▶ TASK LIST:
[A] According to the digest, by how many points did RLHF and on-policy distillation raise the arena Elo of Qwen-Image-2.0-RL's image model?
[B] Recast the digest's paragraph that begins "Two posts reward the reader" as a short bulleted list that keeps its main facts.
[C] Reproduce everything in the digest from "What to watch" down to "ordinary vector-privacy schemes.", swapping "frontier models" for "leading models".

▶ TEXT PROVIDED:
Tuesday, June 30, 2026

The shape of a thought, the limit of memory

A new preprint, Formalizing Latent Thoughts, proposes four functional axioms a genuine internal thought should satisfy: causality, minimality, separability, and stability. Across 23 reasoning tasks, no open-weight model the authors tested satisfies all four; representations tell task types apart but not two questions within the same task, which the authors read as a structural gap rather than a matter of scale or training. A related limit shows up in agents’ memory. Supersede measures what happens when a model must keep facts current under bounded memory: accuracy falls from 92% to 77%, and the failure tracks conversation length, not how hard the context is compressed, so adding memory does not fix it. Turning memory upkeep into a reinforcement-learning signal nearly doubled a small model’s supersession accuracy, from 9.0% to 16.7%.

Quantum, minus the claim

Days after a peer-reviewed critique questioned Microsoft’s topological-qubit evidence, a quieter paper reported industry-scale spin-photon interfaces: thousands of semiconductor quantum-dot devices fabricated on a III-V pilot line, with optical losses below fault-tolerance thresholds, near-unity photon purity stable over tens of minutes, and seven-partite spin-photon entanglement. Separately, a group ran a quantum generative diffusion model on IQM hardware over Apple and Amazon price series, reporting nearly three orders of magnitude fewer trainable parameters than a classical baseline and up to a 71% improvement in RMSE. Both are single results awaiting replication, but they are measurements, not roadmaps.

Down to the metal

Two posts reward the reader who likes the substrate. One traces a CUDA kernel from nvcc through PTX to architecture-specific SASS, then across the PCIe bus by pushbuffer and GPFIFO to the streaming multiprocessors, each running up to 48 warps of 32 threads. The other, from Cloudflare, documents a race condition in the hyper HTTP library that truncated large responses for years across major versions and surfaced only after a rearchitecture added slight backpressure; strace found it, and the fix was to confirm the flush completed before closing the connection.

What to watch today

Two benchmarks locate the alignment gap in what models do unprompted: PRISON reports models recognizing deception only 44% of the time when cast as the detective, and an agentic travel benchmark puts seven frontier models below a 64% chance baseline on avoiding animal-welfare harms, the best (Claude Opus 4.7) at 53%, with one welfare-aware sentence swinging some models 47 to 63 points and others barely at all.
Qwen-Image-2.0-RL reports RLHF and on-policy distillation lifting its image model’s arena Elo by 78 to 93 points, a measure of how fast the open image stack is iterating.
SHARD offers dense-retrieval embeddings that resist the alignment attacks which unmask ordinary vector-privacy schemes.

▶ INFORMATION SUPPLIED:
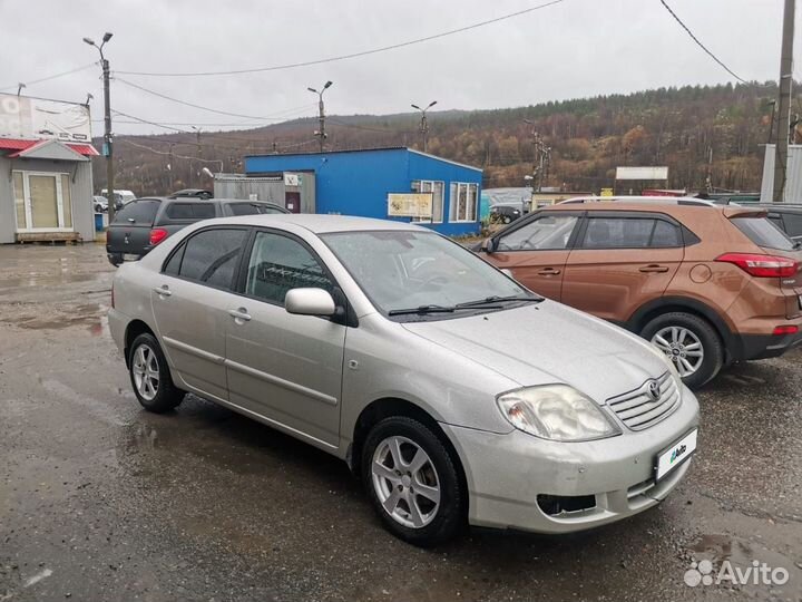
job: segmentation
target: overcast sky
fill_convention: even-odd
[[[520,11],[545,0],[0,0],[0,88],[96,60],[85,36],[106,47],[113,71],[247,69],[334,57],[431,36]],[[667,0],[733,71],[775,79],[782,0]],[[799,19],[798,19],[799,21]],[[796,54],[800,47],[798,28]],[[25,94],[84,101],[102,117],[99,67]],[[326,113],[383,114],[410,103],[437,109],[515,107],[546,100],[733,78],[707,57],[659,0],[564,0],[509,20],[400,49],[262,74],[153,77],[117,74],[138,86],[197,105],[258,117],[316,114],[307,86],[334,85]],[[798,77],[799,78],[799,77]],[[3,90],[9,91],[9,90]],[[217,115],[148,95],[121,81],[113,107],[151,122],[270,124]],[[118,122],[126,120],[123,117]],[[180,125],[188,129],[188,125]],[[102,132],[94,124],[94,134]],[[164,133],[124,123],[117,133]]]

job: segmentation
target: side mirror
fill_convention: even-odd
[[[485,251],[488,254],[496,251],[496,239],[493,239],[493,237],[485,239],[485,241],[482,242],[482,251]]]
[[[299,315],[334,315],[334,299],[323,289],[292,289],[284,298],[287,313]]]

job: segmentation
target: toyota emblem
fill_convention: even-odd
[[[646,391],[653,401],[657,401],[659,399],[659,382],[655,379],[649,380],[646,382]]]

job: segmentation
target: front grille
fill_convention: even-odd
[[[679,390],[668,372],[657,378],[659,395],[653,399],[649,395],[647,380],[634,391],[612,397],[607,405],[627,427],[633,430],[643,430],[656,425],[676,409],[679,405]]]

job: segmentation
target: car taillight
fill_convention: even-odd
[[[157,245],[167,237],[168,232],[164,227],[154,227],[150,231],[150,244]]]
[[[755,255],[751,253],[724,253],[716,261],[733,263],[747,274],[756,278],[788,278],[796,275],[799,262],[775,255]]]

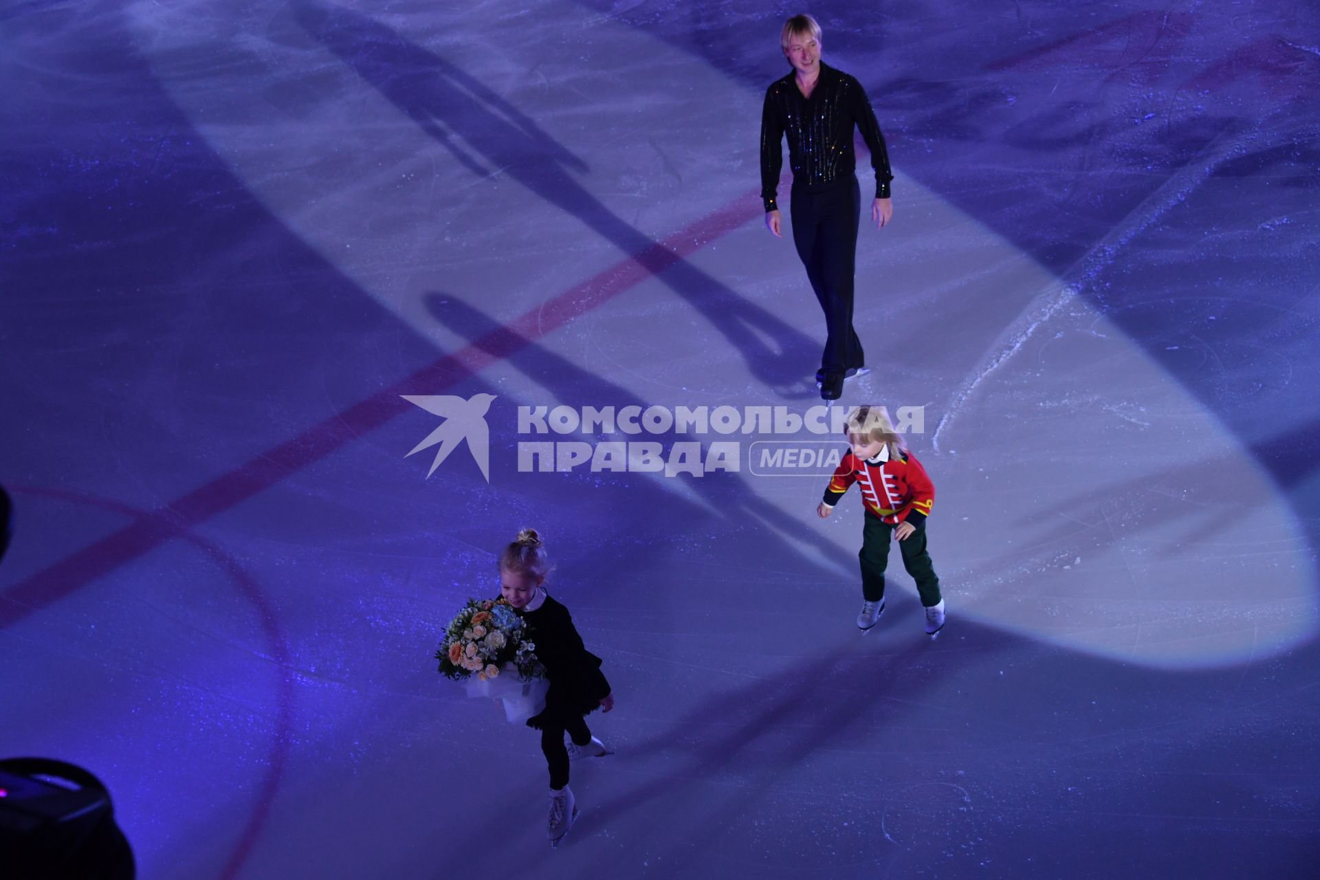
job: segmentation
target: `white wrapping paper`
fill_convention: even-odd
[[[523,724],[545,708],[545,691],[550,689],[550,682],[544,678],[523,681],[512,664],[506,664],[495,678],[482,681],[473,676],[459,683],[469,697],[490,697],[504,703],[504,718],[510,724]]]

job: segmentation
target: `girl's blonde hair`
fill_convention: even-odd
[[[793,37],[810,37],[816,42],[821,41],[821,26],[809,15],[793,16],[784,22],[784,29],[779,32],[779,45],[788,49]]]
[[[519,571],[544,578],[550,573],[550,558],[545,554],[545,541],[536,529],[523,529],[513,542],[499,554],[500,571]]]
[[[907,449],[907,445],[903,443],[903,435],[894,430],[890,413],[883,406],[858,406],[849,413],[843,433],[847,434],[849,441],[854,437],[863,437],[869,442],[880,441],[890,447],[890,460],[902,459],[903,451]]]

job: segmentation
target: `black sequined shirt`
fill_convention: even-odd
[[[779,203],[779,172],[784,166],[781,141],[788,135],[788,165],[793,169],[793,186],[808,191],[824,189],[857,166],[853,150],[853,127],[871,150],[875,169],[875,198],[890,198],[890,153],[875,121],[875,111],[855,77],[821,62],[820,78],[810,98],[803,98],[795,82],[796,71],[776,79],[766,90],[766,107],[760,115],[760,198],[766,211]]]

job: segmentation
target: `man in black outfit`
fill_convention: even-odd
[[[866,372],[862,343],[853,330],[861,214],[854,125],[871,150],[875,169],[871,222],[876,228],[894,216],[890,204],[894,175],[884,136],[862,84],[821,61],[821,29],[816,20],[805,15],[789,18],[780,45],[793,73],[776,79],[766,91],[760,117],[760,197],[766,203],[766,228],[783,237],[776,193],[784,162],[780,144],[787,133],[788,162],[793,169],[793,244],[825,310],[828,338],[816,381],[822,398],[838,400],[843,379]]]

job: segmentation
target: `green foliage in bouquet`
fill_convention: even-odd
[[[536,658],[527,623],[503,599],[469,599],[445,628],[436,660],[440,672],[462,681],[477,676],[482,681],[516,672],[523,681],[544,678],[545,668]]]

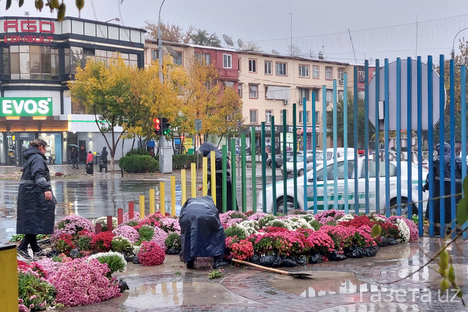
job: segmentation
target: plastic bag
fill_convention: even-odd
[[[343,253],[339,253],[336,250],[328,253],[328,260],[330,261],[341,261],[346,259],[346,256]]]
[[[316,263],[321,263],[323,262],[323,258],[318,252],[312,252],[309,257],[309,263],[315,264]]]
[[[352,245],[350,248],[344,250],[345,256],[347,258],[363,258],[364,256],[364,250],[359,246]]]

▶ RESPONSES TO THE TASKS:
[A] By 78 to 93 points.

[B]
- One post traces a CUDA kernel from nvcc through PTX to architecture-specific SASS.
- The kernel then travels across the PCIe bus by pushbuffer and GPFIFO to the streaming multiprocessors, each running up to 48 warps of 32 threads.
- The other post, from Cloudflare, documents a race condition in the hyper HTTP library that truncated large responses for years across major versions.
- The bug surfaced only after a rearchitecture added slight backpressure, and strace found it.
- The fix was to confirm the flush completed before closing the connection.

[C]
What to watch today

Two benchmarks locate the alignment gap in what models do unprompted: PRISON reports models recognizing deception only 44% of the time when cast as the detective, and an agentic travel benchmark puts seven leading models below a 64% chance baseline on avoiding animal-welfare harms, the best (Claude Opus 4.7) at 53%, with one welfare-aware sentence swinging some models 47 to 63 points and others barely at all.
Qwen-Image-2.0-RL reports RLHF and on-policy distillation lifting its image model’s arena Elo by 78 to 93 points, a measure of how fast the open image stack is iterating.
SHARD offers dense-retrieval embeddings that resist the alignment attacks which unmask ordinary vector-privacy schemes.